- TASK DIRECTIONS:
Answer these questions from the forum post on baby brains:
(a) At roughly what age does David say the cortex finishes its development?
(b) According to the first article quote, whose voice does a baby know at birth?
(c) In David's final comment, what does he call the newborn's self as it starts out in life?

- SUPPLIED TEXT:
Brain complexity: baby brains under study (Introduction)

by David Turell @, Sunday, January 21, 2018, 15:34 (2280 days ago) @ dhw


DAVID: Despite your comments, the newborn is on autmatic pilot at birth. The cortex is very underdeveloped and only finishes its developmentc at +/- 25 years 0f age. From birth:
http://www.urbanchildinstitute.org/why-0-3/baby-and-brain

dhw: I shan’t reproduce the whole article, as there is nothing that I would disagree with in principle. Two quotes I’d like to comment on, though:

"At birth, a baby knows her mother’s voice and may be able to recognize the sounds of stories her mother read to her while she was still in the womb.”
There are different theories about how much information a baby absorbs while still in the womb, but it is widely recognized that as well as positive information (the voice, music, smell) there is negative input – e.g. stress: if it can hear soothing sounds, it can also hear disturbing sounds – which will affect the baby even before it is born. Both contradict your claim that the newborn self starts from zero, but both need to be linked to the second quote:

When a baby is born it does not recognize it is separate from the world around it. It does receive stimuli such as its Mother's voice. The recognition of her voice is imprinted, but the newborn has no understanding of what that reception means. A newborn is not aware it is aware.


dhw: “Therefore, a child’s experiences not only determine what information enters her brain, but also influence how her brain processes information.

This quote is not about the newborn! But is absolutely true later in the baby's life. Please sort out the immediate newborn from what happens as time passes.


DAVID’S comment: The newborn has to learn to use what it is given. It's self is a blank slate as it starts out in life.

- RECORD SET:
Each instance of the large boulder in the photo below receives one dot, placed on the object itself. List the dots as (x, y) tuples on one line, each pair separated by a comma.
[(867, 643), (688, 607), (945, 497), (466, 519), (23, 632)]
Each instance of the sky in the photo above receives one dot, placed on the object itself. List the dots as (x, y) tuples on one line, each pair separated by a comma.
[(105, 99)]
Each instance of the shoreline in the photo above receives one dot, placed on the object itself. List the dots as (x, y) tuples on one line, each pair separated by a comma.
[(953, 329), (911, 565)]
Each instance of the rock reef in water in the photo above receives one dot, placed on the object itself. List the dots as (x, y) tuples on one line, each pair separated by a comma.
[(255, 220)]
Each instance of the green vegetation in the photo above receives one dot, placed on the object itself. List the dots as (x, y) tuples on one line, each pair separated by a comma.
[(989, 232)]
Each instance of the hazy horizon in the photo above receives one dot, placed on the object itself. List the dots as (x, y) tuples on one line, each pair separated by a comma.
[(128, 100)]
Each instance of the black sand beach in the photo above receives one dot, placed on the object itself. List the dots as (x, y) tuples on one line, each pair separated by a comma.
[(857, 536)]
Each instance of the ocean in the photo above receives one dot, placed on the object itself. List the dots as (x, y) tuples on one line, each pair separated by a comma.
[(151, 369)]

- ANSWER SECTION:
(a) About 25 years of age.
(b) Her mother's voice.
(c) A blank slate.